**Page extract**
English Electric Canberra TT.Mk.18 WH887

English Electric Canberra WH887 was built as a B.2 for the Royal Air Force, by Short Brothers at Belfast. It was delivered to the RAF on 29th January 1954, and was issued to 1323 Flight at RAF Wyton, which was primarily a Canberra PR.7 Unit. She was immediately thrown into action with two flights through H-bomb clouds during the American "Castle" thermonuclear bomb trials at Bikini and Eniwetok (now Enewetak) Atolls in May 1954. This was part of the thawing of nuclear relations between the US and UK, with the US permitting RAF air sampling of US bomb tests. In October 1955, 1323 Flt was merged with 542 Squadron, and WH887 was absorbed into the combined fleet as a result, moving with it to RAF Weston Zoyland. It was later transferred to 21 Squadron at RAF Upwood in Cambridgeshire, and also became part of the Station Flight. The aeroplane's next confirmed movement took place on 31st October 1967, when it was ferried to Samlesbury from store at 15MU (Maintenance Unit) Wroughton for conversion to TT.18 status by English Electric. The process took over a year to complete, and it returned to RAF store, this time at RAF Shawbury in January 1969, in preparation for a service posting.

WH887 shortly after arrival at Sywell, 25th October 2014
WH887 shortly after arrival at Sywell, 25th October 2014

On 13th November 1969, WH887 was transferred to the Royal Navy but it did not immediately enter service, instead being held back in store at Shawbury. In November 1971, WH887 was moved to RAF Aldergrove in Northern Ireland to be prepared for service by 23MU, and three months later the aeroplane joined the Fleet Requirements Unit (FRU) at Hurn (now Bournemouth Airport). Assigned the fleet number '844', WH887 was flown and maintained by civilian staff of Airwork Services Ltd. and was operated from Dorset until it was moved to RNAS Yeovilton on 24th November 1972. On 1st December 1972, the FRU merged with the Yeovilton-based Air Direction Training Unit (ADTU), and became the Fleet Requirements and Air Direction Unit (FRADU). WH887 was used by the Unit until it was moved to RAF St Athan in July 1974, for a major inspection and modifications, which would keep it on the ground for six months.

WH887 landing at Yeovilton, September 1973 - photo courtesy Lindsay Peacock
WH887 landing at Yeovilton, September 1973 - photo courtesy Lindsay Peacock

On 23rd January 1975, WH887 returned to the FRADU (the word training had been dropped from the Unit's title) fleet as '844', but this was soon changed to '847'. Two years of activity followed before another enforced grounding occurred in April 1977, when it was flown to Warton for a thorough refurbishment. Back in service in March 1979, the aeroplane spent time on loan with Flight Refuelling Ltd at Tarrant Rushton (June 1979-September 1980) and also at Hurn (November-December 1981) in between a steady period of FRADU service. Unfortunately the aeroplane was damaged by a bursting shell in February 1983, which required airframe repairs at St Athan later that month. Following the completion of the repairs, the aeroplane was given another major inspection, after which it was placed in long-term store.

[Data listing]
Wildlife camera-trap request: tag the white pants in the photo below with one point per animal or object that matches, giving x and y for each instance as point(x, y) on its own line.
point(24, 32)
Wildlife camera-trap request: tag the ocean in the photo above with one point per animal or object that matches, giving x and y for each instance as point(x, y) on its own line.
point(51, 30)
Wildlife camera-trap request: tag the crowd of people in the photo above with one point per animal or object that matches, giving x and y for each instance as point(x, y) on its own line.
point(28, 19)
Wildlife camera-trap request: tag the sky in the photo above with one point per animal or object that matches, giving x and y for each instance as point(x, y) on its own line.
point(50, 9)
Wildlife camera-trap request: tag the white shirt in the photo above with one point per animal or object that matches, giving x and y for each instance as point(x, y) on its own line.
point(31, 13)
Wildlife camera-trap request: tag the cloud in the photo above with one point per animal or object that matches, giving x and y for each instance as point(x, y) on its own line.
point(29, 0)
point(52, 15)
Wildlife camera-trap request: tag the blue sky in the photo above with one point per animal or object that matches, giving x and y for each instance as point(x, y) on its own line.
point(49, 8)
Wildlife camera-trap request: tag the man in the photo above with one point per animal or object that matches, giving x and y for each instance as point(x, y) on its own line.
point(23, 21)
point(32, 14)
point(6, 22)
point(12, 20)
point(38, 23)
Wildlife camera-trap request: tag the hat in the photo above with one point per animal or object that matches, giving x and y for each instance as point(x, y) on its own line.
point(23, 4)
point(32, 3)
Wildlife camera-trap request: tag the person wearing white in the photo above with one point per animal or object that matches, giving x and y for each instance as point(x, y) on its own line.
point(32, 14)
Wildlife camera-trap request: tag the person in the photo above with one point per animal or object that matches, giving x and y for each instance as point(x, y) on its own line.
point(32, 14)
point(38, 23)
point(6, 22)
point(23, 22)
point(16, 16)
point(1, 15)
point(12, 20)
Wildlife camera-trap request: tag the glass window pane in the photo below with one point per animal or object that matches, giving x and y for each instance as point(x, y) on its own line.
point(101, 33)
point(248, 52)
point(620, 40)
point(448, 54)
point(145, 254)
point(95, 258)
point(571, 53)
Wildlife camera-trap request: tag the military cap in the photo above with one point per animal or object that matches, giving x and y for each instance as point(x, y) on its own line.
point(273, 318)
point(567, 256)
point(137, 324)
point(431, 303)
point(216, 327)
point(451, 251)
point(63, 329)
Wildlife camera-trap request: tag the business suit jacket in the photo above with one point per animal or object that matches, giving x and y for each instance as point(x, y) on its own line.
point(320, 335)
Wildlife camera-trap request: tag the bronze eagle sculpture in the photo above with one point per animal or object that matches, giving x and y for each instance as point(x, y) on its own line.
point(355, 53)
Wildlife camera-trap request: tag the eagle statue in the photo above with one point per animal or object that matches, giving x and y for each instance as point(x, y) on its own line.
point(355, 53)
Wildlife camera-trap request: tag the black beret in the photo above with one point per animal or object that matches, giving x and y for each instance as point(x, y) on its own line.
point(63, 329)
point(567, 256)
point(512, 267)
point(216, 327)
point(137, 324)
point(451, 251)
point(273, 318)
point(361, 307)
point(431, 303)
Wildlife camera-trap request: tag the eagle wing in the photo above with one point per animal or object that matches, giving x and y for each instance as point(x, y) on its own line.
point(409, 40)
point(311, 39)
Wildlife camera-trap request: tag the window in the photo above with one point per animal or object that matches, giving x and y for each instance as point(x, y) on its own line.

**Set exercise**
In the aircraft history above, on what date was WH887 delivered to the RAF?

**Solved exercise**
29th January 1954